— begin INPUT —
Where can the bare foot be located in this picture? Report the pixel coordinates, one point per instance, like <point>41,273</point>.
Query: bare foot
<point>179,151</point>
— end INPUT —
— begin INPUT —
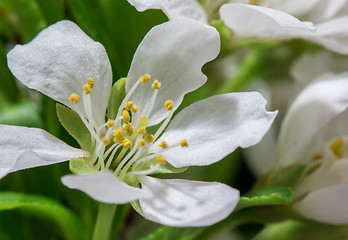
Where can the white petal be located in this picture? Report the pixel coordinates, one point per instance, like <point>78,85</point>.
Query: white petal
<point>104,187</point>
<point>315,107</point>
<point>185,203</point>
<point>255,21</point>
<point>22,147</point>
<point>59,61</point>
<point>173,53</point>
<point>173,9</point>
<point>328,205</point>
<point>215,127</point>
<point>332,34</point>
— end INPUT —
Add 23 to every coordinate in the answer points, but not to any number in the requests or their format samples. Then write out the material again, requests included, from the line with "Where can the bare" up to and including the line with "<point>179,151</point>".

* WORKED SOLUTION:
Where can the bare foot be located in this picture? Report the pixel coordinates, one point per instance, like <point>41,273</point>.
Query: bare foot
<point>202,174</point>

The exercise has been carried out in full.